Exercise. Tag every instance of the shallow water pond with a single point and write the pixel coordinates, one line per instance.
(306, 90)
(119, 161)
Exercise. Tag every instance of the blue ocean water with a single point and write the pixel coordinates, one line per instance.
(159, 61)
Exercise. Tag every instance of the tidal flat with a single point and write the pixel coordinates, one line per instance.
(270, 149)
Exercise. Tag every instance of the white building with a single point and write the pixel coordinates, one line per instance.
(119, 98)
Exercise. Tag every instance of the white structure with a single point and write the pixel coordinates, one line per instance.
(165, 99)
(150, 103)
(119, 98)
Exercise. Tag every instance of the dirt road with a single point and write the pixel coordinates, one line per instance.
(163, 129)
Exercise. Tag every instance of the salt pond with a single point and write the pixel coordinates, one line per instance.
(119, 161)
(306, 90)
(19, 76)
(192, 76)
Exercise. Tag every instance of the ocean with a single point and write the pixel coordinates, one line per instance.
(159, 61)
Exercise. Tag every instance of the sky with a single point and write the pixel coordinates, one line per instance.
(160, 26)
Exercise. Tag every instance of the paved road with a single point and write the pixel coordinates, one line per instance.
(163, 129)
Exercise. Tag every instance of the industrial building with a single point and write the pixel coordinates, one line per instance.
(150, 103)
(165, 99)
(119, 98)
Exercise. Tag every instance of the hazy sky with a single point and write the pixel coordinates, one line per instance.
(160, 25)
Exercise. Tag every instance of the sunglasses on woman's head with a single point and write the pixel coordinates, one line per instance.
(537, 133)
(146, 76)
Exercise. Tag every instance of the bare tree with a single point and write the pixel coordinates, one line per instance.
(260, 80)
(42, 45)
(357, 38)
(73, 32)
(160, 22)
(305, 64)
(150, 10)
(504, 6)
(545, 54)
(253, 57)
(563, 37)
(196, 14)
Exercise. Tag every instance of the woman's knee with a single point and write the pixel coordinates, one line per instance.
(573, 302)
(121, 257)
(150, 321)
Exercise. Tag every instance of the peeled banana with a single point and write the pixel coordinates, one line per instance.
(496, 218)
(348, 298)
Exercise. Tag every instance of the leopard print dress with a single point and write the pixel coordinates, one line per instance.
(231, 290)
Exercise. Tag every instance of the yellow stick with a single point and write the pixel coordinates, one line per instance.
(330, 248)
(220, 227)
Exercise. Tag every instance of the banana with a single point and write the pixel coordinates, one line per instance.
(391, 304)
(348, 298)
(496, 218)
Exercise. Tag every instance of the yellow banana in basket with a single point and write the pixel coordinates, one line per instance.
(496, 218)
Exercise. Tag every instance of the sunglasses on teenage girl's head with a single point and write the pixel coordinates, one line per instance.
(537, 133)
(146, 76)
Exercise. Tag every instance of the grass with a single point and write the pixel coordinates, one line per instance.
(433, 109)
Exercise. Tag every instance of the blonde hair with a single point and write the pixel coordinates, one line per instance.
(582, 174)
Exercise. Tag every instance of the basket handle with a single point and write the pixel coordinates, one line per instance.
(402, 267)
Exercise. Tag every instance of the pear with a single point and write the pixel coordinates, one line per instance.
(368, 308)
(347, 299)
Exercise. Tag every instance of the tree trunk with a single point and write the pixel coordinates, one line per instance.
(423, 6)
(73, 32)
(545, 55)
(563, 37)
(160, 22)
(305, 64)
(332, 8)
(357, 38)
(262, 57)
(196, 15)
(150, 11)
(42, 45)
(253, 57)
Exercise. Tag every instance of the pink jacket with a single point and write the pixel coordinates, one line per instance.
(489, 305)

Brief »
Copy out, word for word, the part of the listing that opens with the line containing "Exercise. Tag every instance of the banana" and runs through the listing's final line, both ends included.

Completed task »
Exercise. Tag every instance of the banana with a single point and write the pixel coordinates, one line per instance.
(391, 304)
(348, 298)
(496, 218)
Exercise. Tag every instance of the yellow banana in basket with a single point and write the pixel coordinates, one line per instance.
(496, 218)
Exercise. Tag every instance of the sunglasses on teenage girl's head with a single point and write the pixel coordinates, one line per instance.
(537, 133)
(146, 76)
Exercise. Tag every instance of the grass with a single point and write the pixel coordinates, one line per instance.
(433, 109)
Exercise. Tag every instance of the blonde hair with a single point and write the pixel coordinates, one line per instance.
(582, 174)
Exercise. Tag every instance of the basket handle with a single point and write the pixel coordinates, one line per instance.
(402, 267)
Exercise. Tag every instance of the pear with a single point and write the pixel coordinates, one line per instance.
(368, 308)
(347, 299)
Exercise. Tag every instance of the tree trunk with a single point and write the pixel coordinates, one line per instance.
(423, 6)
(73, 32)
(545, 55)
(563, 37)
(160, 22)
(305, 64)
(332, 8)
(357, 38)
(262, 57)
(196, 15)
(150, 11)
(42, 45)
(253, 57)
Exercise. Tag every instance of the pink jacket with a single point and write the pixel coordinates, one line per instance.
(489, 305)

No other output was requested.